### [Instructions]
1. According to the Battle of Britain passage, how many Hurricanes did 87 Squadron have when it attacked on 14 August 1940?
2. From the Battle of Britain passage, reproduce the part starting at "On 14 August, 1940, 87" and ending at "to 14,000 feet.".
+++ Supplied passage
Germany & the Battle of Britain
I originally wrote this for BBC History Magazine, but a healthy Twitter debate has prompted me to post it here as well.
On 14 August, 1940, 87 Squadron had been scrambled at around 4.30pm, and rushing to their Hurricanes had quickly got airborne and started speeding towards Weymouth on the Dorset coast. ‘One hundred and twenty plus approaching Warmwell from the south,’ came the calm voice of the ground controller in the pilots’ ears. ‘Good luck, chaps.’ Pilot Officer Roland ‘Bee’ Beamont swallowed hard and began desperately to scan the sky. They were over Lyme Regis and flying at around 12,000 feet when Beamont saw them, still out to sea – what looked to him like a gigantic swarm of bees all revolving around each other in a fantastical spiral from around 8,000 to 14,000 feet.
As the Hurricanes drew closer, Beamont could see there were about fifty or Stuka dive-bombers and two-engine Messerschmitt 110s above and single-engine Me109s above them. Although there were just twelve Hurricanes, the squadron commander shouted, ‘Tally ho!’, the attack signal, and then they were diving into the fray. In a brief, manic and confused melee, Beamont nearly hit a Stuka, then came under attack himself, managed to shoot down a Me110 and then another before running out of ammunition and heading for the safety of a cloud bank, emerging into the clear over Chesil Beach. He was hot, his uniform was dark with sweat, and he felt utterly exhausted. He was also astonished to discover he’d been airborne a mere thirty-five minutes.
Beamont’s experiences on that day fit very neatly into the familiar narrative of the Battle of Britain, in which that small band of brothers in RAF Fighter Command repeatedly found themselves battling a vastly superior enemy over a sun-drenched southern England. On that day, Beamont and his fellows in 87 Squadron were just twelve men taking on 120. Others regularly found themselves facing even greater odds – odds that have come to represent Britain’s wider experience in the summer of 1940. It was a time when she was all alone, with her army defeated on the continent, her back to the wall – little Britain as David, defiantly fighting on against the Goliath of Nazi Germany. Above all, Britain’s finest hour was a triumph of backs-to-the-wall amateurism against the professional militarism of the Germans.
++++++
+++ Supplied information
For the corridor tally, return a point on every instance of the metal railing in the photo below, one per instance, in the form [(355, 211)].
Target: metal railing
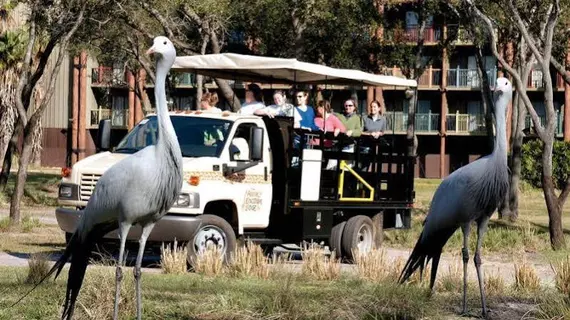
[(119, 117), (469, 78), (559, 130), (108, 76), (465, 123), (425, 122)]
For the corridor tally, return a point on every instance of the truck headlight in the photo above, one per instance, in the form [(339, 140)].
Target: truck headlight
[(68, 191), (186, 200)]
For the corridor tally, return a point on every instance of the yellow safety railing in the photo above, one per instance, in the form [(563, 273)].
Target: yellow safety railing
[(343, 166)]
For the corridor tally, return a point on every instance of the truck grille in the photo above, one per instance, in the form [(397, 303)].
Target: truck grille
[(88, 182)]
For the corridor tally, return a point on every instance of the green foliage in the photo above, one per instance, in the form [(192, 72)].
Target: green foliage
[(12, 48), (532, 163)]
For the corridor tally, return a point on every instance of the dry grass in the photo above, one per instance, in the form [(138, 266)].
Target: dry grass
[(248, 261), (97, 296), (452, 279), (317, 266), (372, 266), (38, 267), (173, 259), (562, 275), (494, 284), (209, 263), (526, 278)]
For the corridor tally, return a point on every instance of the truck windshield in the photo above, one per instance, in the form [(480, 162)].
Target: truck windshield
[(198, 137)]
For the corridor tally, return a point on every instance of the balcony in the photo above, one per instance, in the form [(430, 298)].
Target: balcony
[(119, 117), (468, 78), (460, 123), (411, 34), (559, 130), (425, 122), (536, 81), (107, 76), (431, 78)]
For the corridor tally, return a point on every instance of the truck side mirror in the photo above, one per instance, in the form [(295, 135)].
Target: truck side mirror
[(256, 151), (103, 142)]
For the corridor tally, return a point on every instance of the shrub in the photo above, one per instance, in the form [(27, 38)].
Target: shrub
[(531, 170)]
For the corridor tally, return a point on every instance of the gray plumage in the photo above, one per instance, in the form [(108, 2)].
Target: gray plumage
[(471, 193), (139, 189)]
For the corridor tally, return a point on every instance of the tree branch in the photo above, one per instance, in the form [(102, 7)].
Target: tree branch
[(519, 84)]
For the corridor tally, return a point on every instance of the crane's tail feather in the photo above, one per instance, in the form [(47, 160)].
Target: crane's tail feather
[(423, 252), (79, 261), (79, 250)]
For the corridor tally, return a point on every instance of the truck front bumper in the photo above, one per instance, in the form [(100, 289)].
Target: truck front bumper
[(166, 229)]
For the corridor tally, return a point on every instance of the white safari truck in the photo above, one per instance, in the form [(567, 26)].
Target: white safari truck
[(245, 177)]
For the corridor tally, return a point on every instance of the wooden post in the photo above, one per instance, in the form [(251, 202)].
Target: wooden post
[(82, 105), (131, 112), (567, 99), (75, 110), (443, 113)]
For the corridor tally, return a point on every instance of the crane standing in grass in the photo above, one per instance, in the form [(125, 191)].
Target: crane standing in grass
[(471, 193), (140, 189)]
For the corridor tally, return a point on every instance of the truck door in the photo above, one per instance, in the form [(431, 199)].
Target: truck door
[(254, 183)]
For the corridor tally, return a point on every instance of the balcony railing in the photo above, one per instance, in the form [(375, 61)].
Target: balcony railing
[(431, 78), (536, 80), (469, 78), (559, 130), (119, 117), (460, 123), (411, 34), (108, 76), (425, 122)]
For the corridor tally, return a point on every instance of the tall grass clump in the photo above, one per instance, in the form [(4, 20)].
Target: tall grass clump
[(317, 265), (249, 261), (372, 266), (173, 259), (562, 276), (38, 268), (209, 263), (526, 279)]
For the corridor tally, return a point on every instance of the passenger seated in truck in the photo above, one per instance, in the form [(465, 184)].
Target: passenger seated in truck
[(280, 108), (239, 149)]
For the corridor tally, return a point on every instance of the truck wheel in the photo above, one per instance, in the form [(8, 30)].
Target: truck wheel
[(335, 241), (212, 232), (358, 235)]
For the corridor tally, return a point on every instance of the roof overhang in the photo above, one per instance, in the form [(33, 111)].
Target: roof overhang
[(233, 66)]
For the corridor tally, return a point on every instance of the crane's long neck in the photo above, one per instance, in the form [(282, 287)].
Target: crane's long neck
[(167, 140), (500, 149)]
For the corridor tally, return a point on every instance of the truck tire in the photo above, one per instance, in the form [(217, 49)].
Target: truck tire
[(335, 241), (358, 234), (211, 231)]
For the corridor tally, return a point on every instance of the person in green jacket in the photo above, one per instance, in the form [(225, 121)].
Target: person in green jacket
[(350, 119)]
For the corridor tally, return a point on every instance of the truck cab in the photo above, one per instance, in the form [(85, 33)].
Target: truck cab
[(261, 179)]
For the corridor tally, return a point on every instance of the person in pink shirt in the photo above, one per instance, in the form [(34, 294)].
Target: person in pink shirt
[(327, 121)]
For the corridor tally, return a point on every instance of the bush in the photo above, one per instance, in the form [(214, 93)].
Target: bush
[(531, 170)]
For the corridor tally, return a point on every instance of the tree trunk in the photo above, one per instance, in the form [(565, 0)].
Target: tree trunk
[(10, 152), (557, 239), (25, 156)]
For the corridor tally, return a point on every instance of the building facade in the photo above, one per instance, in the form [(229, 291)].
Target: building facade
[(449, 123)]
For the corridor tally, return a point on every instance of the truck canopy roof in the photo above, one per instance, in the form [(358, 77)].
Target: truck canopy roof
[(235, 66)]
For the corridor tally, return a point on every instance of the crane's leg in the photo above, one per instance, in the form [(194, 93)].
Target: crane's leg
[(466, 228), (142, 243), (481, 229), (123, 232)]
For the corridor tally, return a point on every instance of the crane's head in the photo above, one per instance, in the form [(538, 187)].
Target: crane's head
[(503, 93), (163, 47)]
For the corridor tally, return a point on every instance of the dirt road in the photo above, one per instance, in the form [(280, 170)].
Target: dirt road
[(493, 264)]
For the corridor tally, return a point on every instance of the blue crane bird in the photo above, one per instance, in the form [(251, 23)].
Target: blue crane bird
[(139, 189), (471, 193)]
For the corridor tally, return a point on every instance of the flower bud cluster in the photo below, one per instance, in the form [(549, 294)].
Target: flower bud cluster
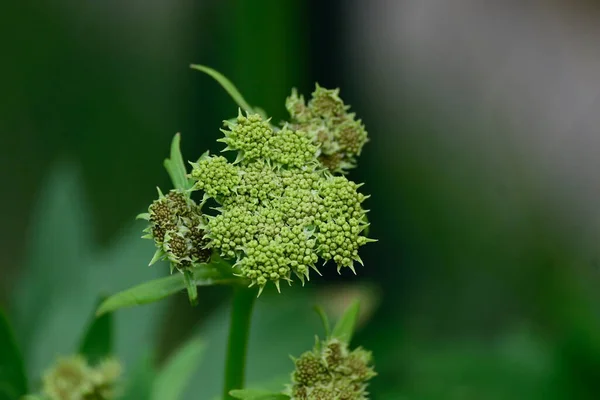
[(326, 119), (254, 138), (73, 378), (331, 372), (279, 211), (176, 228)]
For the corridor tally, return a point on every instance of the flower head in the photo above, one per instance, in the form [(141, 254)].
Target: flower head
[(279, 210), (331, 372), (326, 119), (72, 378)]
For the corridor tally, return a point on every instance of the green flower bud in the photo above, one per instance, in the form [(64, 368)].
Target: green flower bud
[(72, 378), (339, 135), (176, 227), (279, 212), (331, 372)]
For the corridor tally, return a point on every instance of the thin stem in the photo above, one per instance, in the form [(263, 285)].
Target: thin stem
[(237, 343)]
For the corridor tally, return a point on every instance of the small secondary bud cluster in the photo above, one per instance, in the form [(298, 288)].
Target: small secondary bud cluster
[(331, 372), (326, 119), (279, 210), (176, 228), (73, 378)]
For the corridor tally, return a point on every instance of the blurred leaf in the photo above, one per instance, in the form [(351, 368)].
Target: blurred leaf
[(140, 380), (344, 328), (176, 167), (175, 375), (159, 289), (324, 319), (97, 343), (13, 380), (257, 394), (226, 84)]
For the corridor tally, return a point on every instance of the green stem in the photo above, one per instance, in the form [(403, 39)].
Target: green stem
[(237, 343)]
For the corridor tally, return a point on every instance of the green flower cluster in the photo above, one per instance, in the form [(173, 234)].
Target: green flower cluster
[(326, 119), (176, 228), (331, 372), (73, 378), (279, 210)]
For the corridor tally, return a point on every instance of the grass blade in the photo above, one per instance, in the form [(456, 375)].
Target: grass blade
[(175, 375), (176, 167), (97, 342), (158, 289), (13, 381)]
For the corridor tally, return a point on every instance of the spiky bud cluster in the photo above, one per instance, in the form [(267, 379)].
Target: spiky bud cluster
[(72, 378), (331, 372), (176, 227), (279, 210), (326, 119)]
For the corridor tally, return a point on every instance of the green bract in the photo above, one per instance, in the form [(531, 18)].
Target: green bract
[(279, 210), (330, 371), (325, 118)]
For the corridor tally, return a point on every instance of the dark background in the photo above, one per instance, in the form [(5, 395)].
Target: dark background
[(481, 166)]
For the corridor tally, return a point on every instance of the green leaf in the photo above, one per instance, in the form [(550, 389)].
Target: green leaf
[(257, 394), (13, 381), (190, 285), (158, 289), (324, 319), (175, 375), (97, 343), (176, 167), (344, 328), (226, 84), (140, 379)]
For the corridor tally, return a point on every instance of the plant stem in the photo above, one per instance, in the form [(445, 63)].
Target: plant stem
[(237, 343)]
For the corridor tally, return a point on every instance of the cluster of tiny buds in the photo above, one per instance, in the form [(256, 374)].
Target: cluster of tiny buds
[(74, 378), (331, 372), (176, 228), (279, 210), (326, 119)]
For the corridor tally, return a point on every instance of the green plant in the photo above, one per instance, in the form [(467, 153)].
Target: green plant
[(269, 214)]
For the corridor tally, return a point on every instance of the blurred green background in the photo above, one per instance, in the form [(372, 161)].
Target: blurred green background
[(483, 284)]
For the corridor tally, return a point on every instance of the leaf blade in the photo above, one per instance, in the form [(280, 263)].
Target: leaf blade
[(324, 319), (344, 327), (257, 394), (12, 368), (97, 342), (226, 84), (175, 375), (157, 289)]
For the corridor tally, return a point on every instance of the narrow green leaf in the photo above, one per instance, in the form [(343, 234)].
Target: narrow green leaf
[(324, 319), (175, 375), (13, 381), (97, 342), (176, 167), (226, 84), (158, 289), (190, 285), (257, 394), (344, 328)]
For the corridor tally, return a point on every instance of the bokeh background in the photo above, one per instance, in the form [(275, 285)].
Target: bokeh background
[(482, 166)]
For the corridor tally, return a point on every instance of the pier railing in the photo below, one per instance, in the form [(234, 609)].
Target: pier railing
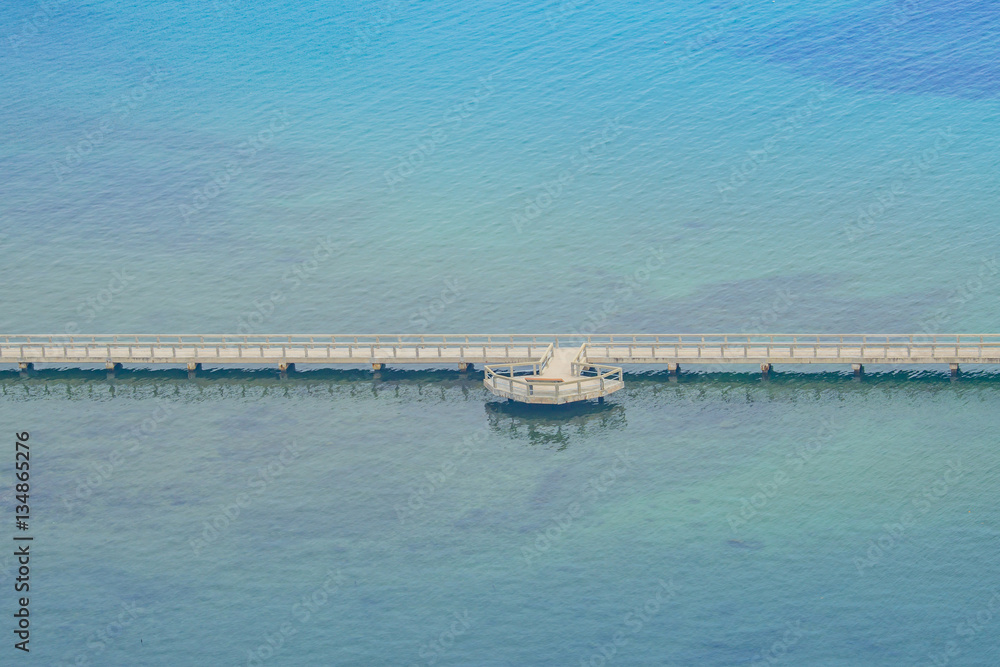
[(506, 348)]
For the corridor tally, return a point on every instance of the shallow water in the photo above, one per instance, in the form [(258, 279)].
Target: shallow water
[(586, 166)]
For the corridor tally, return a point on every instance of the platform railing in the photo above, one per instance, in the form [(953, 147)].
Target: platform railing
[(712, 347)]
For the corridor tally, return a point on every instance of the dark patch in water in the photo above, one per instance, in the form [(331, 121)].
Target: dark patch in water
[(743, 544)]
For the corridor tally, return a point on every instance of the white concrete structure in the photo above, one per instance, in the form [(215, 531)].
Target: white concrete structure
[(544, 368)]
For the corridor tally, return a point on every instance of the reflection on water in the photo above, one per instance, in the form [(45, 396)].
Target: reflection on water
[(552, 424)]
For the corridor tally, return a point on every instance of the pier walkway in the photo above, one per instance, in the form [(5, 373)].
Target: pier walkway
[(543, 368)]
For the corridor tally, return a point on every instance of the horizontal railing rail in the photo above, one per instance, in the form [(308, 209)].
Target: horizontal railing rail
[(428, 347)]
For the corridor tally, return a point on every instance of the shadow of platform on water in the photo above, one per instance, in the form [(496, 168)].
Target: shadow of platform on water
[(552, 424)]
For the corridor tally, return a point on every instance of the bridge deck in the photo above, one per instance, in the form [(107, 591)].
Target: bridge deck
[(447, 349)]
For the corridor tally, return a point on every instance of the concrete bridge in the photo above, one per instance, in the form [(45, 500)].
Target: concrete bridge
[(542, 368)]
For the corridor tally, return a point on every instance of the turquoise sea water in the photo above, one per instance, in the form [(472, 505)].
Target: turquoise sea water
[(509, 167)]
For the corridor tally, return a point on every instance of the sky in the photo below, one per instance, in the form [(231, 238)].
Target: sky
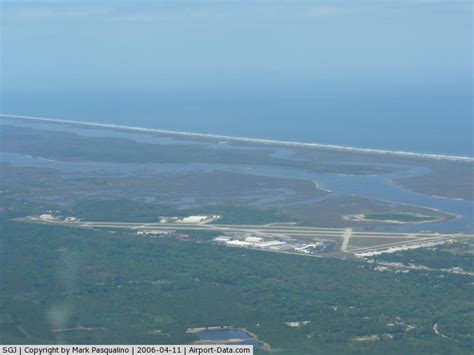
[(383, 74), (222, 44)]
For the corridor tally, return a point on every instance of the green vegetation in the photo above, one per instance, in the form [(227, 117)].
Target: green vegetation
[(126, 288), (440, 257), (43, 143)]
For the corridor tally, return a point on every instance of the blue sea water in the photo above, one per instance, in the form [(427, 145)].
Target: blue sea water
[(428, 122)]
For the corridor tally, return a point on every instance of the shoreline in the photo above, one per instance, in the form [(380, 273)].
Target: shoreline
[(245, 139)]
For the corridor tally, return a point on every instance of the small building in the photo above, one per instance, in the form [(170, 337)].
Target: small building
[(253, 239)]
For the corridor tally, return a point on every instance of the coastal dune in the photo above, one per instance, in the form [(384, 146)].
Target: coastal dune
[(244, 139)]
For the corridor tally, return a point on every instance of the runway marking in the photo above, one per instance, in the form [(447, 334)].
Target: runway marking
[(346, 238)]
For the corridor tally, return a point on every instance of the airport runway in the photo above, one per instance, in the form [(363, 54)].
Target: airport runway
[(341, 235)]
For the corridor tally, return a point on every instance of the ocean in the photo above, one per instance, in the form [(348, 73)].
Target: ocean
[(416, 122)]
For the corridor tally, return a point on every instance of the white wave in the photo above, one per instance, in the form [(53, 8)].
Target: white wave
[(247, 140)]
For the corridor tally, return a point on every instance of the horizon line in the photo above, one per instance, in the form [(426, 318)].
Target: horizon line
[(246, 139)]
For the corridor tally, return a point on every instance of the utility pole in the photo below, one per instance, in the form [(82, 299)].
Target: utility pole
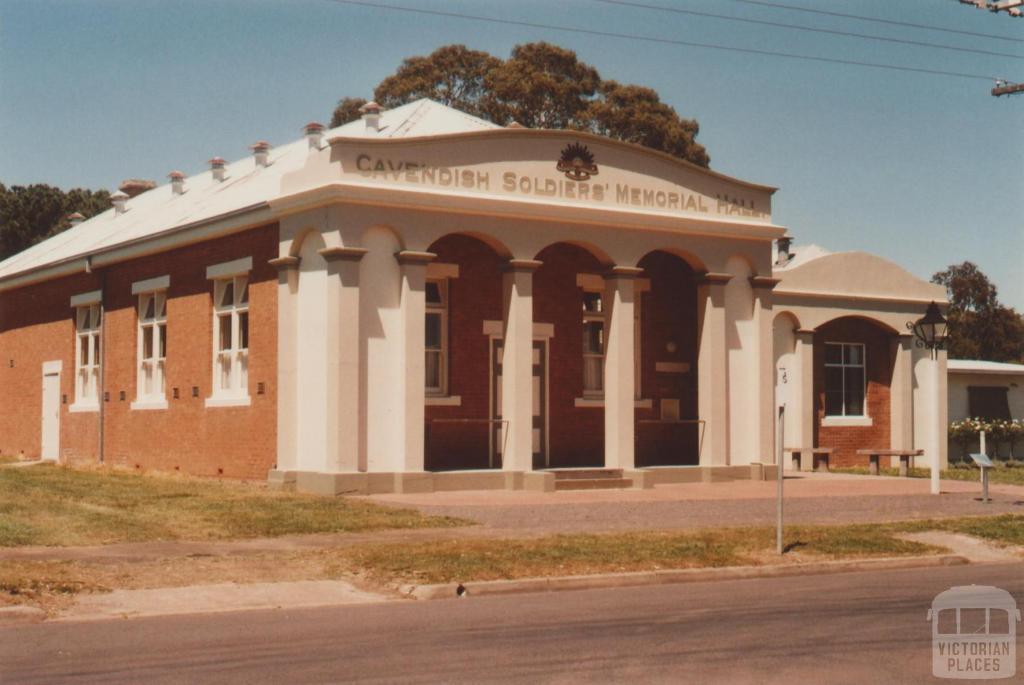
++++++
### [Answers in order]
1. Twelve.

2.
On 14 August, 1940, 87 Squadron had been scrambled at around 4.30pm, and rushing to their Hurricanes had quickly got airborne and started speeding towards Weymouth on the Dorset coast. ‘One hundred and twenty plus approaching Warmwell from the south,’ came the calm voice of the ground controller in the pilots’ ears. ‘Good luck, chaps.’ Pilot Officer Roland ‘Bee’ Beamont swallowed hard and began desperately to scan the sky. They were over Lyme Regis and flying at around 12,000 feet when Beamont saw them, still out to sea – what looked to him like a gigantic swarm of bees all revolving around each other in a fantastical spiral from around 8,000 to 14,000 feet.